[BEGIN]

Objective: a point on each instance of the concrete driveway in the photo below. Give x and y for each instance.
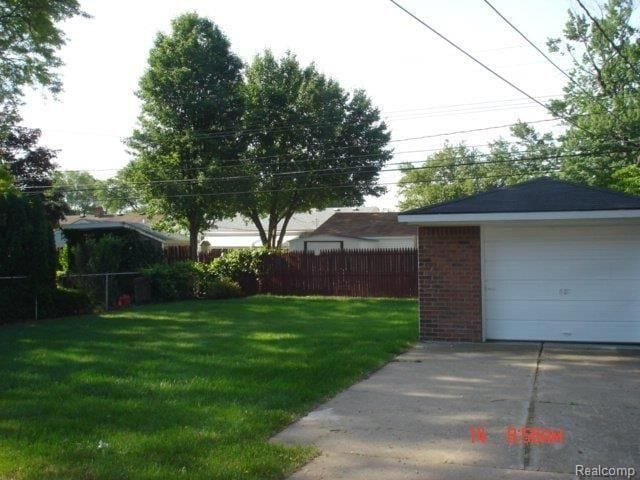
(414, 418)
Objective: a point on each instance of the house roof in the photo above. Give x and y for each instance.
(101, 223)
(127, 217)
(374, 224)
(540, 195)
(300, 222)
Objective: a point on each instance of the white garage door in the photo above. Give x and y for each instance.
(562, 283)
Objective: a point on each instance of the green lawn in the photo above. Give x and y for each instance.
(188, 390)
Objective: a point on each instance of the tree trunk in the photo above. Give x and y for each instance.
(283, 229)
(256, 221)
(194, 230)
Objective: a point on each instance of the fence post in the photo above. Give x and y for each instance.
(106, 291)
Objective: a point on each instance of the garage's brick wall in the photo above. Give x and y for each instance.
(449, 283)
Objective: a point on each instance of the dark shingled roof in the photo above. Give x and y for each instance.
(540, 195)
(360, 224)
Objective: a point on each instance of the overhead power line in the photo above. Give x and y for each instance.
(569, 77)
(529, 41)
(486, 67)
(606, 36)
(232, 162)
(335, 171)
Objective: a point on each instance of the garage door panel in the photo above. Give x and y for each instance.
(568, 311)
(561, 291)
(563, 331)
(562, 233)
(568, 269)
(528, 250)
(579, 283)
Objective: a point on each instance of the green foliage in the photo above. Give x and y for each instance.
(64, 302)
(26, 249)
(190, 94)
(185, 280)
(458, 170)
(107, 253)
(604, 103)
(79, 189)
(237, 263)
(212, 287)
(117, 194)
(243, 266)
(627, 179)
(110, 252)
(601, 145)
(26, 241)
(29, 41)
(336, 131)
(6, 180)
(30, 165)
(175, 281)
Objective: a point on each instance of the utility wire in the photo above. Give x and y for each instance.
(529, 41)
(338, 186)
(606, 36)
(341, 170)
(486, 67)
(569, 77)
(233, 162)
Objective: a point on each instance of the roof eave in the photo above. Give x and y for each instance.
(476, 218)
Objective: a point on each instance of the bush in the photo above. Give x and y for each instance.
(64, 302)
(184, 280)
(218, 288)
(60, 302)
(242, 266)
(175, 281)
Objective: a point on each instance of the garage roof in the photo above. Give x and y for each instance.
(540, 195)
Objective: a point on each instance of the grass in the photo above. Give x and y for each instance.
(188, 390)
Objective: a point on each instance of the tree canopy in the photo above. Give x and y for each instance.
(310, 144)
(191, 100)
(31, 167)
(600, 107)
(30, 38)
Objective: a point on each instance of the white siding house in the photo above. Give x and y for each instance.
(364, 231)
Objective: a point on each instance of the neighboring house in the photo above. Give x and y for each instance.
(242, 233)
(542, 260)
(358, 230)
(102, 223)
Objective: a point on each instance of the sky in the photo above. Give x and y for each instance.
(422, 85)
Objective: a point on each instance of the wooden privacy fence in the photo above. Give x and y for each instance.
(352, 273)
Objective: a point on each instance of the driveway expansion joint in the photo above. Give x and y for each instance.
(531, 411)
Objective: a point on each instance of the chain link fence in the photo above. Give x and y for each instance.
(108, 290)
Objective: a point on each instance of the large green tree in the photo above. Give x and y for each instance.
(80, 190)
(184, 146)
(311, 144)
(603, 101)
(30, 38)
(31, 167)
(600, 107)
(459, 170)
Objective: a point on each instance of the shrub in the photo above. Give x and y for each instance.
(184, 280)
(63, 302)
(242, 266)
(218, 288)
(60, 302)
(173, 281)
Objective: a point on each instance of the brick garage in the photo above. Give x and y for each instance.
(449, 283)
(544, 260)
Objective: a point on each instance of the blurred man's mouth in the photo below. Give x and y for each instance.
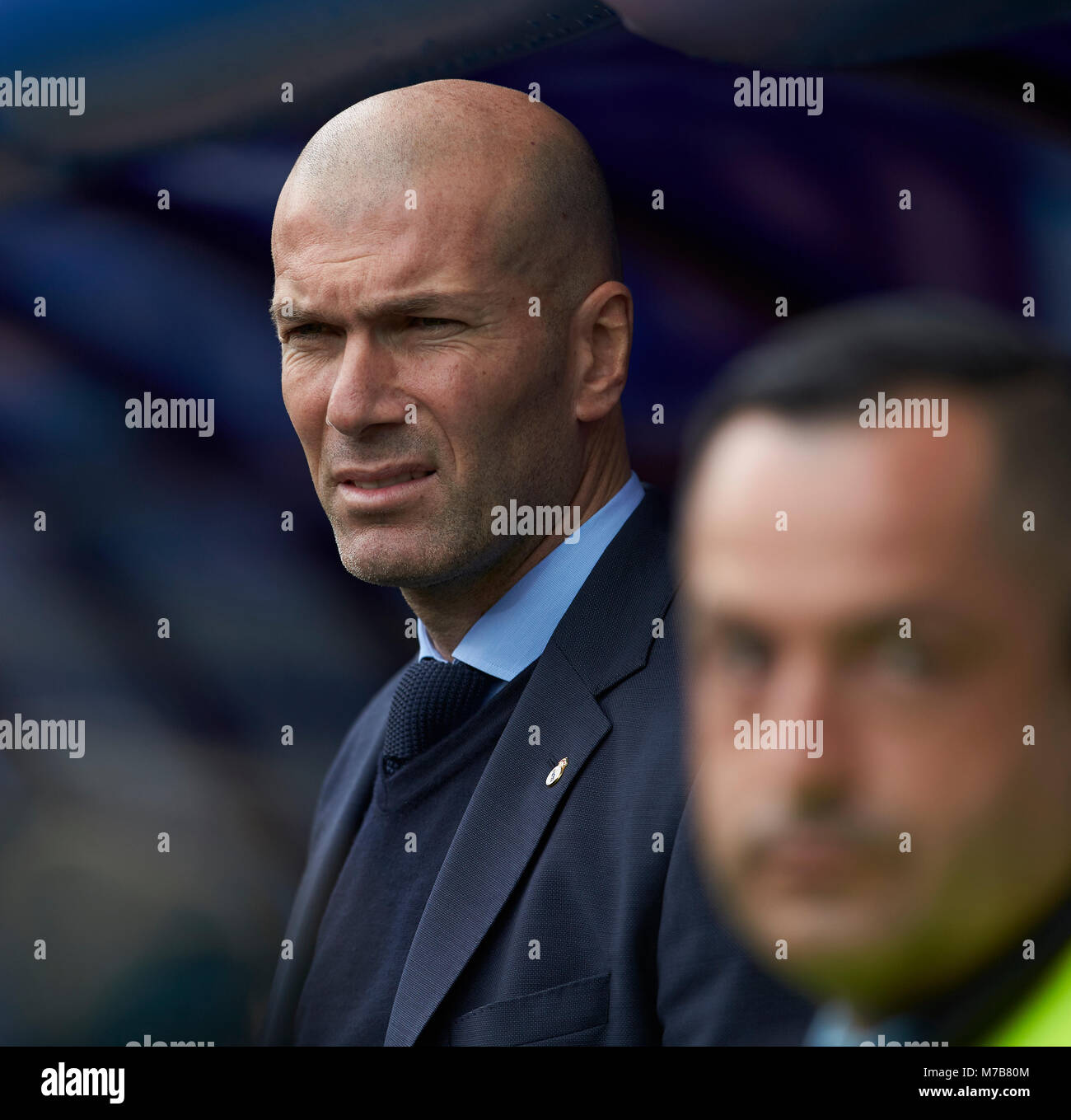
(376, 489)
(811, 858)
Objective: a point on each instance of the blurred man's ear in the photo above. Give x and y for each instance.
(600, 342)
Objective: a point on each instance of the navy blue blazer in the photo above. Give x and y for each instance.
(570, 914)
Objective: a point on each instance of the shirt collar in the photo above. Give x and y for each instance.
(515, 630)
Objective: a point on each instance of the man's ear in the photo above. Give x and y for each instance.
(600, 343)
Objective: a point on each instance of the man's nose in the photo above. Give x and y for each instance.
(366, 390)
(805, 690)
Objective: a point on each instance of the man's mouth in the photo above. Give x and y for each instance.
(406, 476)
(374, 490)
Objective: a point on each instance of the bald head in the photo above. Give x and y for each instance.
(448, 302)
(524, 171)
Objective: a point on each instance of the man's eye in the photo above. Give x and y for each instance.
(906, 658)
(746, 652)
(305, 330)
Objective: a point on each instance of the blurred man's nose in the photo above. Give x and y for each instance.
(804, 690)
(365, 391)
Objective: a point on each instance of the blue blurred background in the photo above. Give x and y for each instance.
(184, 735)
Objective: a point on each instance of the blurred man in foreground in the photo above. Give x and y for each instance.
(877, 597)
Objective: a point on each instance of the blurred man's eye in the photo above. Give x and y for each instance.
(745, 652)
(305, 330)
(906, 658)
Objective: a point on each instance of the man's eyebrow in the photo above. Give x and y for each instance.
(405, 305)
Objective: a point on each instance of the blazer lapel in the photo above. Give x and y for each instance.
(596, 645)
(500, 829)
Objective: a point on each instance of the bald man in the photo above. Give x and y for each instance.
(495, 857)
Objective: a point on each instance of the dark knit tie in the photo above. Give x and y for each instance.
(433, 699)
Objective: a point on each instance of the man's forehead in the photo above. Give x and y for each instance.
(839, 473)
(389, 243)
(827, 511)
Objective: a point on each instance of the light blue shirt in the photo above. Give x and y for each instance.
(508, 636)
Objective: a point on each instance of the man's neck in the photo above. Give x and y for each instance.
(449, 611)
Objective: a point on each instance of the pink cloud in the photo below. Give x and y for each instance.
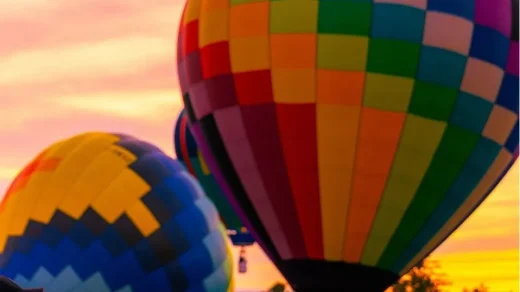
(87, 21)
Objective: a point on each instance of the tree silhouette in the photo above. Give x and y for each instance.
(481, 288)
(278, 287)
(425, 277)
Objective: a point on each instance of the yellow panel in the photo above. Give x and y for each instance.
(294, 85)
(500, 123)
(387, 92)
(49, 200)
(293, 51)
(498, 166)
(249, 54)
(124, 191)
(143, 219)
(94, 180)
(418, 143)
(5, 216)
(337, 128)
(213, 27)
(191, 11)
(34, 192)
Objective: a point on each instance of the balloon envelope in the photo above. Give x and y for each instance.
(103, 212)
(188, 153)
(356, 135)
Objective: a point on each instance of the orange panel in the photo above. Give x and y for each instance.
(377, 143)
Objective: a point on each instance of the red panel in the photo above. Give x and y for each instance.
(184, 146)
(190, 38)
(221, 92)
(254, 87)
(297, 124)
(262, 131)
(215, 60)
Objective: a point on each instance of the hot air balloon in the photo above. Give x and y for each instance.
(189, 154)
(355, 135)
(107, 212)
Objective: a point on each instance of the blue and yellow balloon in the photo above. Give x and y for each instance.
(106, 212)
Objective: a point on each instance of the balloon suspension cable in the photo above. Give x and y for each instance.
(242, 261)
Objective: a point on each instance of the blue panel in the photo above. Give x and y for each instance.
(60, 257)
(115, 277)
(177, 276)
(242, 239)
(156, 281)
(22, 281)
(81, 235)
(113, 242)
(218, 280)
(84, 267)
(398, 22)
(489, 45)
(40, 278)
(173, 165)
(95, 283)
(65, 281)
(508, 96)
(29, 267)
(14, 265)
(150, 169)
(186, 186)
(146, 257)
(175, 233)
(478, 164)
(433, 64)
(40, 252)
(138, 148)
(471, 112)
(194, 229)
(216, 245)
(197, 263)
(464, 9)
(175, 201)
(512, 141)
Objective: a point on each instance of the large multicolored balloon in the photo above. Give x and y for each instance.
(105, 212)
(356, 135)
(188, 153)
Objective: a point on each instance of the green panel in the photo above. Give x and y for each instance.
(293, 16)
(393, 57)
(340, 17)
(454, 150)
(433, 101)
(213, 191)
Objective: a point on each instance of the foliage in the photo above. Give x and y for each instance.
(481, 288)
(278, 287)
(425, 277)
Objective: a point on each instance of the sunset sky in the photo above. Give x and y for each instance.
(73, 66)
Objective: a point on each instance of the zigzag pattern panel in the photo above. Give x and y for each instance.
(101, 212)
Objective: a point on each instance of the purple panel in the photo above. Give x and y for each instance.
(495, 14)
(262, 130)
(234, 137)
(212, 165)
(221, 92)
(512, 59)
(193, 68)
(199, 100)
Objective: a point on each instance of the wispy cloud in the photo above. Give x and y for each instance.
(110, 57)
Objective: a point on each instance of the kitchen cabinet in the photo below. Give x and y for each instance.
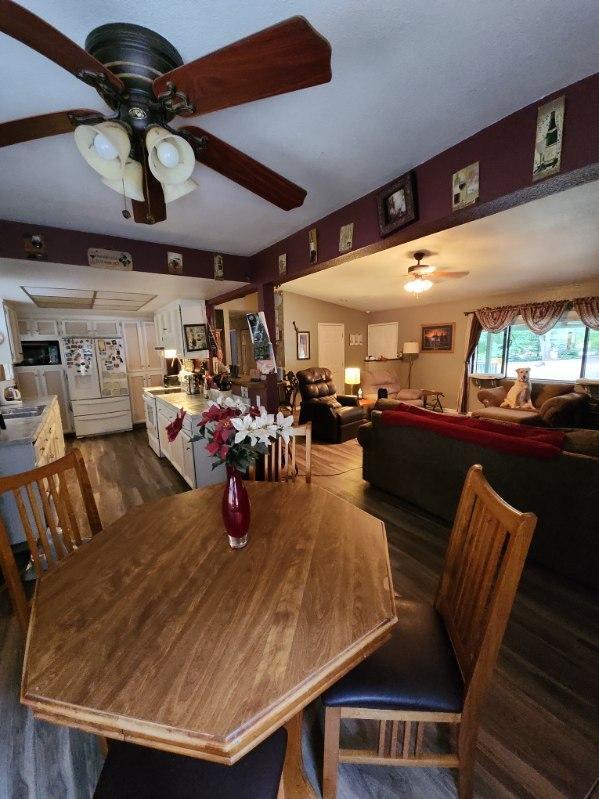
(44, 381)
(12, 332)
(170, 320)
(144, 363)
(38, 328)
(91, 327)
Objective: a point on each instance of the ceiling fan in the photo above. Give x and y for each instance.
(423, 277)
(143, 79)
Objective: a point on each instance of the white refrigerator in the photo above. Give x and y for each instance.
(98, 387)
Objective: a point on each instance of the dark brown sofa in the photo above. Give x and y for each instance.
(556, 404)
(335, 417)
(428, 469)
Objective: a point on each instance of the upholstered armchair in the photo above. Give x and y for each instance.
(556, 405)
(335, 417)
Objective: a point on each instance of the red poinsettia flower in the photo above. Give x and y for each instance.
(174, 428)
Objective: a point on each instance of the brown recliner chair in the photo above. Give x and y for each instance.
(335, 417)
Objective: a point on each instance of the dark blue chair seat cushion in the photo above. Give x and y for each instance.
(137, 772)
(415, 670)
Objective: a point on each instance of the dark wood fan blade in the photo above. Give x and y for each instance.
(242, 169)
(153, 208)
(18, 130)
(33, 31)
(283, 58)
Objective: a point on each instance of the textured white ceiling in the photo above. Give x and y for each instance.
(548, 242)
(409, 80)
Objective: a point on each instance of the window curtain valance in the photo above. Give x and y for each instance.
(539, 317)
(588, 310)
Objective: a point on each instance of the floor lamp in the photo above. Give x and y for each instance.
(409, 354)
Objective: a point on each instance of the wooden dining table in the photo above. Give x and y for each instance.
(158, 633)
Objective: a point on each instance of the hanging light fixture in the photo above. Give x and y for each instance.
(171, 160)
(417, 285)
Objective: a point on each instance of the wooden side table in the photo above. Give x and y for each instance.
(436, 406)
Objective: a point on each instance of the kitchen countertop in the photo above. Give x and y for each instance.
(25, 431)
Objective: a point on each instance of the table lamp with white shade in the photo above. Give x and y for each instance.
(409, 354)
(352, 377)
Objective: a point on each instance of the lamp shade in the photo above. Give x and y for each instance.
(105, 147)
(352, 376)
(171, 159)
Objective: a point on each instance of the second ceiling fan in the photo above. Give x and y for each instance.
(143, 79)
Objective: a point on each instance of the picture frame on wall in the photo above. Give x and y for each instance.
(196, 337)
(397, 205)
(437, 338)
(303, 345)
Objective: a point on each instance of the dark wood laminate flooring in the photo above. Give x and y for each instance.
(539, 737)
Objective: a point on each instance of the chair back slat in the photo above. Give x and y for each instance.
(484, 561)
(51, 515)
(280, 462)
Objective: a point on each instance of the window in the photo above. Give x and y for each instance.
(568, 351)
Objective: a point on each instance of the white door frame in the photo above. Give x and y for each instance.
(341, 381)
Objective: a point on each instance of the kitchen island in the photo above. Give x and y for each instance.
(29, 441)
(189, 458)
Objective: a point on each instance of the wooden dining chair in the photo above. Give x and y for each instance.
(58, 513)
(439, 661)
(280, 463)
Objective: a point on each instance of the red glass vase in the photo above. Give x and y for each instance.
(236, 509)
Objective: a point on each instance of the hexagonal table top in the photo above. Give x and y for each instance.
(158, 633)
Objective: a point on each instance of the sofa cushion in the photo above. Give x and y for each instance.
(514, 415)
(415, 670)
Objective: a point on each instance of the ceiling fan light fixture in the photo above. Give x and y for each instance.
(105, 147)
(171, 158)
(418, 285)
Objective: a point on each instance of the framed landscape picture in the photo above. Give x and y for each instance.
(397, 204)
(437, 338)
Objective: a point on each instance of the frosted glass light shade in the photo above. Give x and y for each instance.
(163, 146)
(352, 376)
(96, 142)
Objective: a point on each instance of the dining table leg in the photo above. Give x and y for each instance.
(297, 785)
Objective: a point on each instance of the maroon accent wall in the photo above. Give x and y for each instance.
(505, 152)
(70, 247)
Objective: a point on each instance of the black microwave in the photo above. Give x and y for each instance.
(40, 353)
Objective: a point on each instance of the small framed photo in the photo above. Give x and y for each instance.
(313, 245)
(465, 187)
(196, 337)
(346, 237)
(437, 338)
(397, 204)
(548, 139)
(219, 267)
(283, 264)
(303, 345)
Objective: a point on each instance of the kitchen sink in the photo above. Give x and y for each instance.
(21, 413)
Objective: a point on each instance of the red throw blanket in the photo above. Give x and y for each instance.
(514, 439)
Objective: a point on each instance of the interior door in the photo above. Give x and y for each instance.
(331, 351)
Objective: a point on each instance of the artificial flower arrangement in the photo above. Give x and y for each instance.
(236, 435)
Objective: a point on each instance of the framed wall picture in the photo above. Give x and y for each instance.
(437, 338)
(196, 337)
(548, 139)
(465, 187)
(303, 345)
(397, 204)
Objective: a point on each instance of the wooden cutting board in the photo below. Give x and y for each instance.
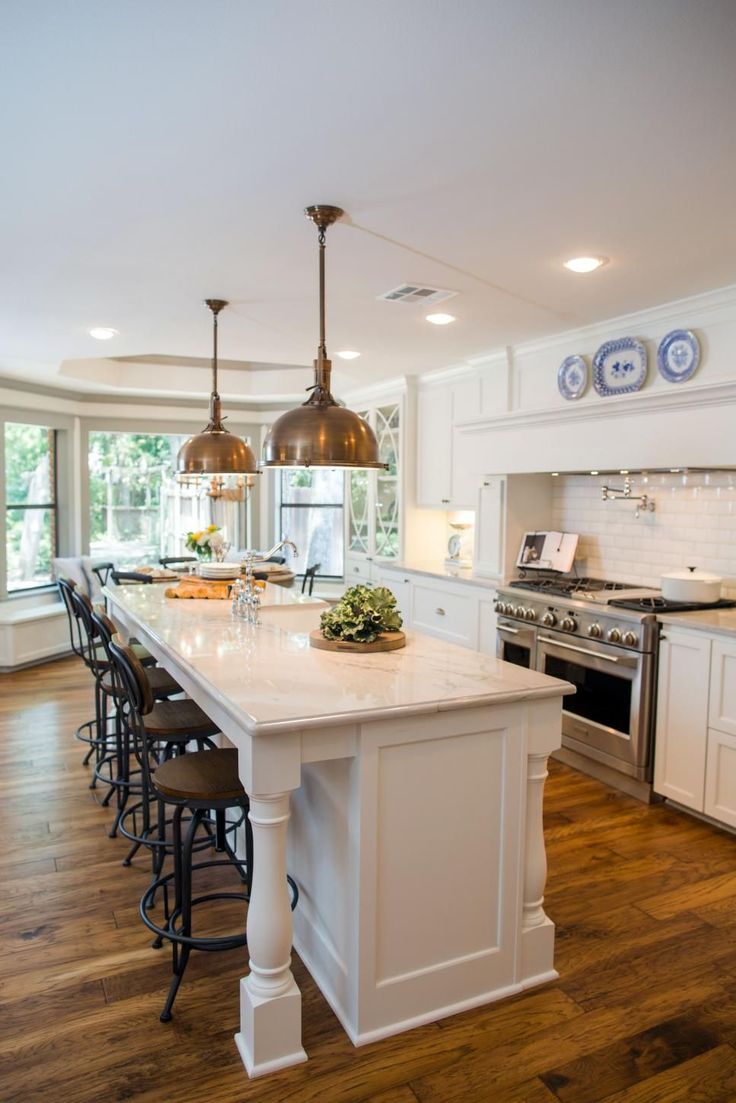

[END]

→ **Exercise description**
No pictures belong in the copy; quote exactly the lines from the line containing "Objective: a point on each instance of the red throw" through the final line of the material, both ends included.

→ **Solution to this task**
Objective: a point on each instance of the red throw blanket in the photo above. Give x and y for each instance.
(514, 439)
Objective: a point on each instance of the interior door in the photo above. Give x and y for each instance.
(331, 351)
Objective: a point on each instance of the artificial flower arrangement in the photo above. Give x and y for each instance.
(236, 435)
Objective: a point on each instance of the framed wall picture in the photo above. Give x and y for each instance.
(437, 338)
(196, 337)
(548, 139)
(465, 187)
(303, 345)
(397, 204)
Objective: a point on each instance of the wooden cutting board in the photo below. Give x and y for each instance.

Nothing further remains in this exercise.